# Data under study
------

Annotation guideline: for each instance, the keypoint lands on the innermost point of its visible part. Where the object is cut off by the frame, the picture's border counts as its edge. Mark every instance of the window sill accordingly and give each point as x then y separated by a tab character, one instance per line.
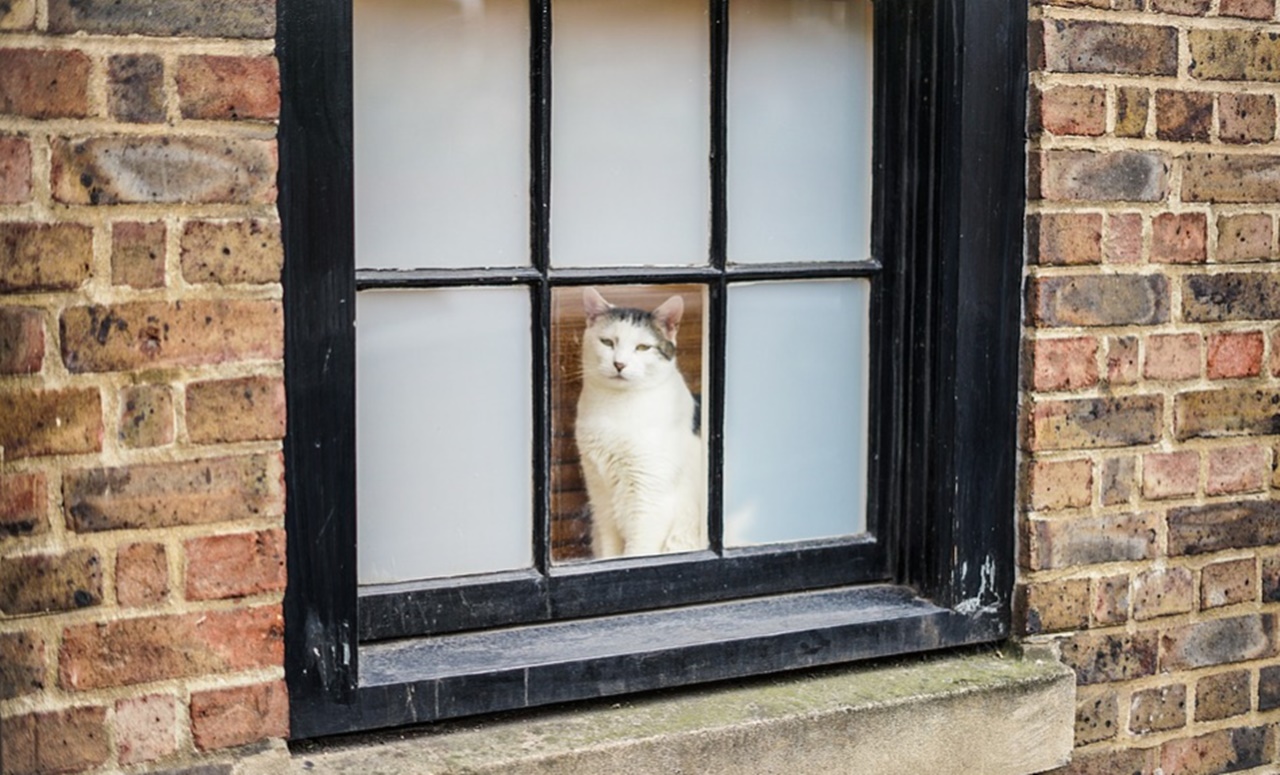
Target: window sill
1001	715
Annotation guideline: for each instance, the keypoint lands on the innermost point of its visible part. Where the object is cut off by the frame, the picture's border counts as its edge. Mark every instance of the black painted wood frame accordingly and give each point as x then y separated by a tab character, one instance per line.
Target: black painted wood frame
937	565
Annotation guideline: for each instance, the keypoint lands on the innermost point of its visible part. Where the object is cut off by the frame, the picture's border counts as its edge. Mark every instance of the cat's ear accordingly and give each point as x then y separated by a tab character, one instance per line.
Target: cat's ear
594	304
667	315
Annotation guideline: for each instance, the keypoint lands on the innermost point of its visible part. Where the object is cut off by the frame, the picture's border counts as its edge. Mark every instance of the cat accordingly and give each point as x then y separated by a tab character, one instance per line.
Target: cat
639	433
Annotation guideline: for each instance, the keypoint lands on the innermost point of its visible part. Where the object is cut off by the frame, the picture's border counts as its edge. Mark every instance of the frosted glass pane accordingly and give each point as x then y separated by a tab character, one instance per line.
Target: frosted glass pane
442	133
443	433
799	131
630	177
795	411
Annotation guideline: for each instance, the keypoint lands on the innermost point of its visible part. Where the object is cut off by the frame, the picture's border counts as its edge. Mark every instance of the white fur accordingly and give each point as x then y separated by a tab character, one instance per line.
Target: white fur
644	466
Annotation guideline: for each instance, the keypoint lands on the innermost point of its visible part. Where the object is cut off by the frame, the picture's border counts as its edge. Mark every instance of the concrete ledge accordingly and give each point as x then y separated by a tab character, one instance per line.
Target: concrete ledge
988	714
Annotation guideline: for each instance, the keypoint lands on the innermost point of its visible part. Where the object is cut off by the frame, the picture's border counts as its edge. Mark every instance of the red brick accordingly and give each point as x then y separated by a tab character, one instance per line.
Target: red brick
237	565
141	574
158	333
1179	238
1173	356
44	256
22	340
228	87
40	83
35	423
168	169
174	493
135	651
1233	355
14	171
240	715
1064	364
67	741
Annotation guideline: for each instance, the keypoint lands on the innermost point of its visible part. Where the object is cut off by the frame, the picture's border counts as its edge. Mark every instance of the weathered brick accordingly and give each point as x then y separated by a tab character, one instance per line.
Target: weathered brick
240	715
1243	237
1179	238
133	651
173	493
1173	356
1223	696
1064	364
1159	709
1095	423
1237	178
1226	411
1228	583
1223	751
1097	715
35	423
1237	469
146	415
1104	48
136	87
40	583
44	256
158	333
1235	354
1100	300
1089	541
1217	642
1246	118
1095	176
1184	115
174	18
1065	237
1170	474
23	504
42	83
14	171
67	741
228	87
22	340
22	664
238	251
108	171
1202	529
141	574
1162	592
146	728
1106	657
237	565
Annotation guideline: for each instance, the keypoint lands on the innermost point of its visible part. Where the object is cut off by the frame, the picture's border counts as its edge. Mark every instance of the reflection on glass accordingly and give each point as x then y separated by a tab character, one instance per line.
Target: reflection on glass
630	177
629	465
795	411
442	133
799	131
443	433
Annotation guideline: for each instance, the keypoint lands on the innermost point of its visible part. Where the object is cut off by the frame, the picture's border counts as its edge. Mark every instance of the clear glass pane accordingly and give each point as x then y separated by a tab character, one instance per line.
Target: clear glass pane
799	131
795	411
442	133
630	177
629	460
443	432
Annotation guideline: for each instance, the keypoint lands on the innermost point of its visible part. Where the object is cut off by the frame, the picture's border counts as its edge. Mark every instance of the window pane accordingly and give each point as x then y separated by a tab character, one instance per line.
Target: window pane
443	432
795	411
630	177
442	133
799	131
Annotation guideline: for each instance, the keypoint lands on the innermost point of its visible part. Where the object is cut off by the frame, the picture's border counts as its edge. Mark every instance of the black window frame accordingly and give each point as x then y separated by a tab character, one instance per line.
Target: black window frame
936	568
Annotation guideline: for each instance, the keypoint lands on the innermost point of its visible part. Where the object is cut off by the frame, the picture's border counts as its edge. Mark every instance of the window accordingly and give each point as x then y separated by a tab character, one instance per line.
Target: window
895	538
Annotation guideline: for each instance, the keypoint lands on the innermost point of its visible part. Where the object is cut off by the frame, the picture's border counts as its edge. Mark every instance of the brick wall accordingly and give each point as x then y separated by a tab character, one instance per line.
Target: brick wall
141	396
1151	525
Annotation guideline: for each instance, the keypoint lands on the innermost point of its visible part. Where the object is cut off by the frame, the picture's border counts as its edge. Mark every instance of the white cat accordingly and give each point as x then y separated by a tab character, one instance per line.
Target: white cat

------

# Instructions for the task
Output the material word for word, omitting its pictures.

# Reply
Annotation guideline: for each instance, the keypoint lands on the innermost point of its visible part. Where the object is cut off by the frame, the picture's border counts as its edge. Mark every instance of the window sill accordingly and give each point as x then y separated by a tab character, one instance per line.
Target: window sill
1001	715
Annotation guideline: for each instance, the keypoint lands on the innermost point of its visible part. Where the object is cut off by the frame, the picture's border counts as its edge. Mark every instance of the black painted wood frame accordingly and give each point as x then y separated by a tab character, one instance per line.
Target: black painted wood frame
937	565
Annotation guideline: for each instance, the keypoint lands on the innermost point of its visible part. Where the object is cut off by the frame, the picture's border counts as its edge. Mark every instance of the cat's ear accordingly and give each point as x then y separated by a tab character, one instance per line.
Target: cat's ear
594	304
667	315
Annotation guideline: for each instance, the keypoint lands on the innermost point of its visible part. Where the object is cut off by the frame, the picture's border counts as its edge. Mark every instance of the cat accordingly and give each point as x then y separated by a tab character, one instance per line.
Target: cat
639	433
Annotation guideline: for each instance, the keypoint lands on the innermost point of its visible part. Where the object is cut off by the frame, the picture's border counts as its edge. Mark every instance of the frosted glass pane accordingly and give each point as x then y separated by a tab character, one instance per line.
Target: frosted glass pane
442	133
443	433
799	131
630	177
795	411
Annotation guideline: for each instance, the keypoint lands on the innermost point of its visible part. Where the object is cut off by the frame, the picture's border counts as its edge. Mark every instance of the white fur accordingly and give each point as x then y separated by a tab character, one instance per line.
Target: white fur
644	466
Annotation guideline: for each instance, the keypoint lands on the innermost point of its visible part. Where the object is cut off by the frame, the picture's border counts as its edge. Mark every instance of the concrete ledge accordingly and give each point as x then y separated by a tab character, one instance per line.
Target: concrete ledge
988	714
Annotation guideline: for each instance, the keypoint lands on the innermost point of its visible part. Where the object is cut off by the frame, the picture's border counts as its edge. Mark every instance of the red brick accordingly and give each point as x then y separated by a tab character, one instance per line.
Target: red brick
237	565
141	574
158	333
1179	238
1173	356
44	256
22	340
228	87
40	83
35	423
168	169
174	493
135	651
1233	355
14	171
240	715
1064	364
67	741
Annotation guideline: for each instance, the keypoint lands on the innermost point of its visible part. Where the object is cut off by the frame, the picture's border counts as its edge. Mark every instance of the weathered brick accordingly and give each point as x then y separated by a tab character, one instance per line.
Target: weathered brick
240	715
1243	237
1179	238
133	651
173	493
1173	356
1223	696
1064	364
1159	709
1095	423
1237	178
1226	411
1228	583
1223	751
1097	715
35	423
1237	469
146	415
1104	48
136	87
40	583
44	256
158	333
1235	354
1100	300
1089	541
1217	642
1246	118
1095	176
1184	115
174	18
1065	237
1170	474
23	504
42	83
14	171
67	741
228	87
22	340
22	664
238	251
108	171
1202	529
141	574
1162	592
146	728
1106	657
237	565
Annotation guideline: for each instance, the keypoint lands on the innermost point of its visible part. Where the object is cut off by the frame, the picture's border counts as its edge. Mark every instance of the reflection on glass accordingly and give each point as x then y separated by a tab character, one instance per line.
Target: reflection on glass
630	177
629	465
795	411
442	133
799	131
443	433
Annotation guideline: for each instance, the keypoint lands on the innermost point of its visible part. Where the object is cut off by the frame, the picture's border counts as its edge. Mark every instance of the clear glass pane accordingly and give each point as x then y separated by a tab character, one instance per line.
Target: clear glass pane
799	131
795	411
442	133
630	177
629	460
443	432
Annotation guideline: for each instance, the keypoint lands on the innermost point of its visible part. Where the object is cut off by the frame, the picture's border counts as its edge. Mark every instance of the window pane accordingly and give each point as x then y separated by a tab character, one instance per line.
Target: window pane
443	432
795	411
630	177
442	133
799	131
Annotation guideline: for each instance, the keypoint lands on the innermost point of its visible part. Where the object is cut off by the frame, the picture's border counts as its edge. Mark every instance of the black window frame accordingly and give each point as x then y separated by a tab character, one instance per line.
Target: black window frame
936	568
Annotation guideline: for each instance, the keypoint lands on the innermost point of its visible part. Where the object is cut off by the frame, the picture's border counts as its edge. Mark every instance of the window accordingly and give each point as x then y separated by a tab character, one instance per line.
Target: window
895	538
Annotation guideline: for each instance, the keypoint lands on the innermost point of its visible part. Where the object is cut off by the frame, the picture's border counts as its edge. Mark every instance of the brick wall accordingly and give each point as x then y separated by a tab character, one instance per line.
Target: brick wall
141	396
1151	525
Annotation guideline: for each instance, the keypoint lands on the innermost point of its visible part. Where the object is cut off by the frame, the picture's border counts as its edge. Mark every instance of the white cat accordingly and give each point as x then y separated by a tab character, one instance per line.
Target: white cat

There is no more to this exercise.